Reproduce the records below exactly as given.
--- BEGIN ---
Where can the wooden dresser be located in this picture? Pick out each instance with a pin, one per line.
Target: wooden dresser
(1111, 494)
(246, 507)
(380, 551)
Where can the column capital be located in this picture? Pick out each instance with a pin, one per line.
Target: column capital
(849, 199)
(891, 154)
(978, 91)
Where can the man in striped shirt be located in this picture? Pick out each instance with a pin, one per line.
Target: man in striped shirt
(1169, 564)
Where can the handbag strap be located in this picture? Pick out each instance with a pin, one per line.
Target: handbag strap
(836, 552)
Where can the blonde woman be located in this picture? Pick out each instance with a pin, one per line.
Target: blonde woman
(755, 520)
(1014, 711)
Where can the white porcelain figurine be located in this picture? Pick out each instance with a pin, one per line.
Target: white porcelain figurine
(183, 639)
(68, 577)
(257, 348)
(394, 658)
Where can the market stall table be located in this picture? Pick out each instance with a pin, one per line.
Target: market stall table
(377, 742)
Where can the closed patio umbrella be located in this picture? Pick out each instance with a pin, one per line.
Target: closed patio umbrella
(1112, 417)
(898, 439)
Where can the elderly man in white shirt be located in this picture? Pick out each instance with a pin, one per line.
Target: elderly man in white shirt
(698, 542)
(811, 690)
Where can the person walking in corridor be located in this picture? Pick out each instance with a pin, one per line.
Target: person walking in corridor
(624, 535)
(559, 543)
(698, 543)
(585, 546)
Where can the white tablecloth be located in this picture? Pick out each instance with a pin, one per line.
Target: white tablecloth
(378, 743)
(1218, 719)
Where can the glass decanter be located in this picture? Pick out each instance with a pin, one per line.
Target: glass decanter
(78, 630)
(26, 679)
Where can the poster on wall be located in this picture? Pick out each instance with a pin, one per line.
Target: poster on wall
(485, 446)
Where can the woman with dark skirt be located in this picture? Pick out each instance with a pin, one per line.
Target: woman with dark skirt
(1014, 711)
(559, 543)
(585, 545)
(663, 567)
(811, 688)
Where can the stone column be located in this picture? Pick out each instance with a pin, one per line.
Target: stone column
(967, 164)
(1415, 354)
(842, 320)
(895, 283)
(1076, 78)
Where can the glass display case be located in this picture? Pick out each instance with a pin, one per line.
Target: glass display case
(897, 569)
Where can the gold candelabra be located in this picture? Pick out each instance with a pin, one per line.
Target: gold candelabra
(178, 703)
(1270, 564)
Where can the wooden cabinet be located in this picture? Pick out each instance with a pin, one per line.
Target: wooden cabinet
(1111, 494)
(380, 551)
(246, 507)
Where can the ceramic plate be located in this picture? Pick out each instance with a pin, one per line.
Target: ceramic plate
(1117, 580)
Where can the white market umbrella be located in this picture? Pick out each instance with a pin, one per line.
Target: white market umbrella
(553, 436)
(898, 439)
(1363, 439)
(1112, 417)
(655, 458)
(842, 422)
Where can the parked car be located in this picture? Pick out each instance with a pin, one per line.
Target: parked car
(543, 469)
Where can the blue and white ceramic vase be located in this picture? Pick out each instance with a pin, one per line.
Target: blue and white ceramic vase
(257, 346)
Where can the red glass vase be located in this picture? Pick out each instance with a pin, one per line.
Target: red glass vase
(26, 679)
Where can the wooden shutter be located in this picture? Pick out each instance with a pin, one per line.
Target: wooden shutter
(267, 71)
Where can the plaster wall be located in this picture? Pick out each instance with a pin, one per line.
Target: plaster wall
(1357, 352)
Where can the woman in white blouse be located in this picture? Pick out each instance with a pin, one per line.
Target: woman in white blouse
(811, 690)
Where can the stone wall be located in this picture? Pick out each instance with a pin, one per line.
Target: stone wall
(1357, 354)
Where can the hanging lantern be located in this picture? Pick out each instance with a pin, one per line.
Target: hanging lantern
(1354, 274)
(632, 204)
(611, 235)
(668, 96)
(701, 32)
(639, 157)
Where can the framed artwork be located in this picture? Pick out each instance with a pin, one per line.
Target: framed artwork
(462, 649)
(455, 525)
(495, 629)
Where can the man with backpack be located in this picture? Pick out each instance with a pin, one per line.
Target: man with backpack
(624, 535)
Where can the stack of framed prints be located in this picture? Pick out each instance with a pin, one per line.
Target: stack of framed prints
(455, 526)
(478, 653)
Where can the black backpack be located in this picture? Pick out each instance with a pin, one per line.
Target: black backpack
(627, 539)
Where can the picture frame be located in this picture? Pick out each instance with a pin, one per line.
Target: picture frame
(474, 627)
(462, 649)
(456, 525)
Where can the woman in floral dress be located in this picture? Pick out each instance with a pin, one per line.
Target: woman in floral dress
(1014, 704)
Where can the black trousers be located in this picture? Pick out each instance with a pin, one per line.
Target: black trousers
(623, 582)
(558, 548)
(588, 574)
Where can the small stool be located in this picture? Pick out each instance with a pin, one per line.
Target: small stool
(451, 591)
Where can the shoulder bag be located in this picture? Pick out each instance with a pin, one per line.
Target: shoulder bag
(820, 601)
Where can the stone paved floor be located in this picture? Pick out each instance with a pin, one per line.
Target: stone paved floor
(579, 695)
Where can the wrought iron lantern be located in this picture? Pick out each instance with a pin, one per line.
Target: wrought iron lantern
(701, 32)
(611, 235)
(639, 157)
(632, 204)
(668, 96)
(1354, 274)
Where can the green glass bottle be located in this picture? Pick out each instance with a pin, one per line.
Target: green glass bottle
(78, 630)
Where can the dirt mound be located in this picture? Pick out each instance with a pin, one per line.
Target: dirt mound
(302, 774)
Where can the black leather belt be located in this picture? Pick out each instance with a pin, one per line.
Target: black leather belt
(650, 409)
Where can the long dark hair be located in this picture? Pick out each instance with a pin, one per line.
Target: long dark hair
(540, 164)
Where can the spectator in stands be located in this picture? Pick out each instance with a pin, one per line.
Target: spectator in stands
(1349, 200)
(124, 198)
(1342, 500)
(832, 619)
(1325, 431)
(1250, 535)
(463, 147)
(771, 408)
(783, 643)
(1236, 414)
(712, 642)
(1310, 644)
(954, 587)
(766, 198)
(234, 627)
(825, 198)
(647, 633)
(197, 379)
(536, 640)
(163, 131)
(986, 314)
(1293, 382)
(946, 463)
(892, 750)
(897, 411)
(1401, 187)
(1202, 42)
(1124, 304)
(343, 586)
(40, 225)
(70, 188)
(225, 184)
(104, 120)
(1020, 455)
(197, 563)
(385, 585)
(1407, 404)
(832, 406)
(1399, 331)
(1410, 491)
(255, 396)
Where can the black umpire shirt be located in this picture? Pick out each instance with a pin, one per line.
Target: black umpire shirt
--- END ---
Answer to this problem.
Where can the wooden dresser be located in this picture? Pick out each instance with a pin, one per line.
Target: wooden dresser
(1111, 494)
(246, 507)
(380, 551)
Where can the column capital be located in this picture? Pick out each instance with a pin, one per line.
Target: column capital
(849, 199)
(891, 154)
(978, 91)
Where can the man in striped shirt be located in this picture? Pick out each instance with a pin, one per line.
Target: man in striped shirt
(1169, 564)
Where can the handbag strap be located in this picture? Pick out each instance with a pin, one per line.
Target: handbag strap
(836, 552)
Where can the blonde woman be located in this picture? Pick out each instance with a pin, one per line.
Target: blonde woman
(755, 520)
(1014, 711)
Where can the white porcelain figurine be located in this picture? Pick out each instance with a pin, one per line.
Target: white porcelain figurine
(183, 639)
(68, 577)
(257, 348)
(394, 658)
Where can the market stall table be located in this picture? Pick out each instance with a pin, one per line.
Target: market stall table
(377, 742)
Where can the closed patio umbrella be located in this picture? Pick out each instance with a pin, one per line.
Target: closed patio umbrella
(1112, 417)
(898, 439)
Where can the elderly man in white shirt be located in this picture? Pick out each instance with a pin, one per line.
Target: elderly man in white shirt
(698, 542)
(811, 690)
Where can the person walking in corridor be located in this picture? Pick out each instance with a pin, one per line.
Target: person walking in corridor
(624, 535)
(559, 543)
(698, 543)
(585, 546)
Where can the white tablecloth be located in this picture? Pick out each instance with a pin, one per line.
Target: white tablecloth
(378, 743)
(1218, 719)
Where can the glass decanter be located in this picture? Pick out each instance with a pin, one per line.
Target: glass decanter
(78, 630)
(26, 679)
Where can the poster on wall be located in this picture? Pick out each instance with a pin, one per line.
Target: poster on wall
(485, 446)
Where can the woman with dark skirt be located in this picture? Pick out each instance with a pin, one per line.
Target: woman with dark skirt
(1014, 711)
(559, 543)
(585, 545)
(663, 567)
(811, 688)
Where can the stone column be located in this picture? Pick out each instance with a pin, one per line.
Target: stone column
(967, 164)
(1415, 354)
(842, 320)
(895, 283)
(1076, 78)
Where can the glass display case be located in this picture? Pick out each instance with a pin, one per line.
Target: glass display case
(897, 569)
Where can the gold candelabra be located in this picture? Pick out each instance with a pin, one per line.
Target: gold candelabra
(178, 703)
(1270, 564)
Where can the wooden cabinet be located in this picture? Pick out each instance with a pin, one per line.
Target: wooden cabinet
(1111, 494)
(380, 551)
(246, 507)
Where can the ceramic plate be located in this picture? Pick out each instance with a pin, one per line.
Target: ceramic plate
(1117, 580)
Where can the white market umbrella be located in this picture? Pick out each instance with a pin, one per line.
Target: white market umbrella
(553, 436)
(898, 439)
(1363, 439)
(1112, 417)
(655, 458)
(842, 422)
Where can the parked car be located in this picture? Pick out each instance with a pin, one per line.
Target: parked car
(543, 469)
Where can the blue and white ceramic vase be located in this picture? Pick out each instance with a pin, one per line.
Target: blue and white ceramic vase
(257, 346)
Where can the red glass vase be located in this picture? Pick out each instance with a pin, one per line.
Target: red glass vase
(26, 679)
Where can the wooden shutter be located in this picture? Pick out each instance with a pin, one per line.
Target: wooden shutter
(267, 71)
Where can the plaster wall be located in this picture? Pick out each instance with a pin, one per line.
Target: plaster wall
(1357, 352)
Where can the woman in white blouse be located in this picture? Pick out each instance with a pin, one per line.
Target: woman in white blouse
(811, 690)
Where can the stone wall be located in this picture? Pick out each instance with a pin, one per line.
Target: stone wall
(1357, 354)
Where can the hanging lantern be located in this picture? Pick out each instance with a pin, one per line.
Target: hanging lantern
(1354, 274)
(632, 204)
(611, 235)
(668, 96)
(701, 32)
(639, 157)
Where can the framed artwork be located in this picture? Pick out each instance with a pin, one per line.
Target: framed artwork
(462, 649)
(455, 525)
(495, 629)
Where can the man with backpack be located in this picture? Pick out each instance with a pin, one per line.
Target: man with backpack
(624, 535)
Where can the stack of framed prints be located in this picture? Pick out each instance with a pin, one per line.
Target: stack of framed prints
(455, 526)
(478, 653)
Where can the black backpack be located in this picture? Pick out each instance with a pin, one per line.
Target: black backpack
(627, 539)
Where can the picture frame be located in this picture? Pick out each instance with a pin, one per line.
Target: picture frame
(474, 627)
(462, 649)
(456, 525)
Where can the woman in floral dress be located in this picture? Pick out each instance with a pin, one per line.
Target: woman in floral dress
(1014, 704)
Where can the black trousers be located in this picture? Pick out each instance with a pin, one per line.
Target: black trousers
(623, 582)
(558, 548)
(588, 574)
Where can the small stool be located in this picture? Pick out each instance with a pin, one per line.
Target: small stool
(451, 591)
Where can the shoulder bag be located in this picture? Pick out each instance with a pin, one per line.
Target: shoulder bag
(820, 601)
Where can the stone paved floor be located in this picture? Pick out each instance with a pin, one per line.
Target: stone paved floor
(579, 695)
Where can the wrought iron lantern be located in this picture? Pick out each instance with a pin, one per line.
Target: wrought iron lantern
(701, 32)
(611, 235)
(639, 157)
(632, 204)
(668, 96)
(1354, 274)
Where can the green glass bottle be located in this picture? Pick out each instance with a pin, one per line.
Target: green glass bottle
(78, 630)
Where can the dirt mound be located in this picture? Pick out each instance with a pin, one per line.
Target: dirt mound
(302, 774)
Where can the black leather belt be located in this picture? Pick out each instance with a pin, one per line.
Target: black leather belt
(650, 409)
Where can the long dark hair be located in this picture? Pick out each instance with a pin, one per line.
Target: long dark hair
(540, 164)
Where can the spectator in stands be located in this picture? Pick out each instance with a pin, one per line.
Target: spectator in stands
(1349, 200)
(124, 198)
(1342, 500)
(832, 619)
(1325, 431)
(1250, 535)
(463, 147)
(771, 408)
(783, 643)
(1236, 414)
(712, 642)
(1310, 644)
(954, 587)
(766, 198)
(234, 627)
(825, 198)
(647, 633)
(197, 379)
(536, 640)
(163, 131)
(986, 314)
(1293, 382)
(946, 463)
(892, 750)
(897, 411)
(1401, 187)
(1202, 42)
(1124, 304)
(343, 586)
(40, 225)
(70, 188)
(225, 184)
(104, 120)
(1020, 455)
(197, 563)
(385, 585)
(1407, 404)
(832, 406)
(1399, 331)
(1410, 491)
(255, 396)
Where can the black umpire shirt be located in this picture? Pick out each instance with a pin, one per line.
Target: black umpire shirt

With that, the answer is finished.